Castelvetrano, città natale del gioielliere Francesco Geraci

Si stava curando per un tumore al colon. È morto oggi a Milano, Francesco Geraci, 59 anni. Gioielliere di Castelvetrano, Geraci è deceduto in una clinica dove stava cercando di curarsi per un tumore al colon, la stessa patologia dell’ex latitante, catturato poche settimane fa.

Dopo l’arresto nel 1994 è diventato collaboratore di giustizia. Geraci ha rivelato agli investigatori particolari e retroscena della stagione delle stragi. Anche se non formalmente affiliato a Cosa nostra, il gioielliere è stato tra gli uomini più fidati di Matteo Messina Denaro scelti per partecipare alla missione romana voluta da Totò Riina per eliminare Giovanni Falcone. Era stato il custode dei gioielli di famiglia dell'allora capo di Cosa nostra.

I monili furono sequestrati su sua indicazione in una cassetta nascosta sotto al pavimento in un appartamento a Castelvetrano: collier, orecchini, Cartier, crocifissi tempestati di brillanti, diamanti, sterline e lingotti d' oro per oltre due miliardi di vecchie lire. Il suo contributo come collaboratore di giustizia è stato fondamentale per ricostruire le fasi preparatorie di alcuni progetti d'attentato che l'ala stragista di Cosa nostra stava preparando contro politici e giornalisti e non solo, nella lunga lista c'era anche il giudice Giovanni Falcone. Alla fine di febbraio del 1992, un gruppo di killer guidati da Messina Denaro e Giuseppe Graviano arrivarono nella capitale con l’obiettivo di assassinare il magistrato Giovanni Falcone.

**Esplora il materiale**
[1] Elenca tutti gli oggetti che, secondo l'estratto, furono sequestrati nella cassetta nascosta sotto al pavimento.
[2] Per favore, ripeti il passo dell'estratto compreso tra "Si stava curando" e "di Cosa nostra.", estremi inclusi.

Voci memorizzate
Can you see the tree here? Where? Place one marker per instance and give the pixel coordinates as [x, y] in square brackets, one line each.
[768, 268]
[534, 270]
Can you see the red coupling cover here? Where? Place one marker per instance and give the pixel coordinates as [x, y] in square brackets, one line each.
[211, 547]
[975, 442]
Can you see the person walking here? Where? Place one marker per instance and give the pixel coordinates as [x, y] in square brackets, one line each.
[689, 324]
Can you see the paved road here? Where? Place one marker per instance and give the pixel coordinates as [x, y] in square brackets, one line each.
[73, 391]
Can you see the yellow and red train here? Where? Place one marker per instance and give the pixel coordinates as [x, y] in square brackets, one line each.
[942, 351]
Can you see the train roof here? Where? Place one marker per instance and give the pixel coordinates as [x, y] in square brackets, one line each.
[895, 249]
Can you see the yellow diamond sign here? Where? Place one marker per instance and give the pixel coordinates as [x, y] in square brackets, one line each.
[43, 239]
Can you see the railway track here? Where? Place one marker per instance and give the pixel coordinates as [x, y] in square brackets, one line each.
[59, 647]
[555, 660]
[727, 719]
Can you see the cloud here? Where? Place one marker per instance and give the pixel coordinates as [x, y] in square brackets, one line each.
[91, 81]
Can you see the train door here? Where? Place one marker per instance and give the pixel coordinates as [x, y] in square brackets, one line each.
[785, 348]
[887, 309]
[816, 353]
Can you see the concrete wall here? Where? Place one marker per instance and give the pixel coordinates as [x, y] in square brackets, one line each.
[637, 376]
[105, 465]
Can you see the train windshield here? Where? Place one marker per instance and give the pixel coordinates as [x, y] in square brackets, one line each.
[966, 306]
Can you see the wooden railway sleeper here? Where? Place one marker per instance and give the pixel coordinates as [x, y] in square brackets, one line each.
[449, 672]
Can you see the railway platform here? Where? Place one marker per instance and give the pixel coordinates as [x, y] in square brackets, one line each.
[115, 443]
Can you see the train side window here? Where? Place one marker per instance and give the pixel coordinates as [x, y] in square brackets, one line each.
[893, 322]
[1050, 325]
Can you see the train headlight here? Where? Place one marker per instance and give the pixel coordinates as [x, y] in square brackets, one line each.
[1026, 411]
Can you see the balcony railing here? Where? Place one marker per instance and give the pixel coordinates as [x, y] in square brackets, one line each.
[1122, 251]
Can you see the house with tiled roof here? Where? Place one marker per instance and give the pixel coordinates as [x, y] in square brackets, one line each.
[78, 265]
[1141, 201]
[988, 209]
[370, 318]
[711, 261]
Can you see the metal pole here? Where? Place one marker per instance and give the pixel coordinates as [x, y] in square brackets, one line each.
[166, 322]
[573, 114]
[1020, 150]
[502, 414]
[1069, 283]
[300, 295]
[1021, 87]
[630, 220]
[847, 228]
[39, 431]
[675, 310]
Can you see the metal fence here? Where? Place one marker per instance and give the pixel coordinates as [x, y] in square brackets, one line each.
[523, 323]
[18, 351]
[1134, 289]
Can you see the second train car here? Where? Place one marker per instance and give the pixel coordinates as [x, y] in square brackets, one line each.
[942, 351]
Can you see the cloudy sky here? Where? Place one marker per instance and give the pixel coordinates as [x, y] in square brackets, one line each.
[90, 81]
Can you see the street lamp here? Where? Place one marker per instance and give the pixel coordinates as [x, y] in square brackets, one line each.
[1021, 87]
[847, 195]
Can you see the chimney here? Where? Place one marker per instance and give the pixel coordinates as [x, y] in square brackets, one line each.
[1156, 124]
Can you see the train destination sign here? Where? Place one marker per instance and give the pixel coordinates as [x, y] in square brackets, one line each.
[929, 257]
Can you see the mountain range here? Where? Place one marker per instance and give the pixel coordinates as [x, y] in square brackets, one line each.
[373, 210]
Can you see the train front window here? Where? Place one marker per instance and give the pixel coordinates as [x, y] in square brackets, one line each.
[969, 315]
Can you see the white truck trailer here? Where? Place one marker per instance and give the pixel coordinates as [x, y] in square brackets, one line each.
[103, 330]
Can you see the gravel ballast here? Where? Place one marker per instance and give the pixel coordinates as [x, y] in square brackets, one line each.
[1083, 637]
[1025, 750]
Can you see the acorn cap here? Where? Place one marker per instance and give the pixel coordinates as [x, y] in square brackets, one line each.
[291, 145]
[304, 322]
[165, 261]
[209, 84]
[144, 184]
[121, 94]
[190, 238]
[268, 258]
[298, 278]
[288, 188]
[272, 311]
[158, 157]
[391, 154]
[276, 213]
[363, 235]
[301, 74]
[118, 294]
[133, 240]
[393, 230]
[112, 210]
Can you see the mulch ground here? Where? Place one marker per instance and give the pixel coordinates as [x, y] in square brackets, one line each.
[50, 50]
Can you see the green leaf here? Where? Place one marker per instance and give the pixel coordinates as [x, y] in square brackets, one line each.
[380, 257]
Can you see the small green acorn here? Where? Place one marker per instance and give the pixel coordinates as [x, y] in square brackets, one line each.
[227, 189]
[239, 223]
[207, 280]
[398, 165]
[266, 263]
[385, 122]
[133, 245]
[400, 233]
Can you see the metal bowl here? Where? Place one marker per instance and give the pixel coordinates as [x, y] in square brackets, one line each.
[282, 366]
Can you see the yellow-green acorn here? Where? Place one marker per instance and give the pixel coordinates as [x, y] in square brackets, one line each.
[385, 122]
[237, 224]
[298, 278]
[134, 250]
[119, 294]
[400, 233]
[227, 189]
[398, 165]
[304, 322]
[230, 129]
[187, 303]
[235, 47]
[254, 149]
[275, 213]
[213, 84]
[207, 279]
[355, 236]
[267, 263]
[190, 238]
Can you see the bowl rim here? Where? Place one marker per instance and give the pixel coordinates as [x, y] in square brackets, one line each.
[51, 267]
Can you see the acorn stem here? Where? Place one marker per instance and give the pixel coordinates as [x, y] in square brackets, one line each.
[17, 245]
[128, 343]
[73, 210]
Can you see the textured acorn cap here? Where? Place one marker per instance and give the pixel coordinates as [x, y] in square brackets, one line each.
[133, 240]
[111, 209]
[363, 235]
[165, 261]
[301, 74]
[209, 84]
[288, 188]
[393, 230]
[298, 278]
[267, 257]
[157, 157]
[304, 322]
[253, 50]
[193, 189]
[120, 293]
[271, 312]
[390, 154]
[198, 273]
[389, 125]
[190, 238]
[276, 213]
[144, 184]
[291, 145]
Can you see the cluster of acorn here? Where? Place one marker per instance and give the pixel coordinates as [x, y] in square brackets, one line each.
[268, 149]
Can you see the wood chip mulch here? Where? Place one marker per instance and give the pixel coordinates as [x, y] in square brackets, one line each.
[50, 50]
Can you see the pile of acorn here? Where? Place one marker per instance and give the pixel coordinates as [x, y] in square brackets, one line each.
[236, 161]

**Soluzioni delle attività**
[1] collier; orecchini; Cartier; crocifissi tempestati di brillanti; diamanti; sterline; lingotti d' oro

[2]
Si stava curando per un tumore al colon. È morto oggi a Milano, Francesco Geraci, 59 anni. Gioielliere di Castelvetrano, Geraci è deceduto in una clinica dove stava cercando di curarsi per un tumore al colon, la stessa patologia dell’ex latitante, catturato poche settimane fa.

Dopo l’arresto nel 1994 è diventato collaboratore di giustizia. Geraci ha rivelato agli investigatori particolari e retroscena della stagione delle stragi. Anche se non formalmente affiliato a Cosa nostra, il gioielliere è stato tra gli uomini più fidati di Matteo Messina Denaro scelti per partecipare alla missione romana voluta da Totò Riina per eliminare Giovanni Falcone. Era stato il custode dei gioielli di famiglia dell'allora capo di Cosa nostra.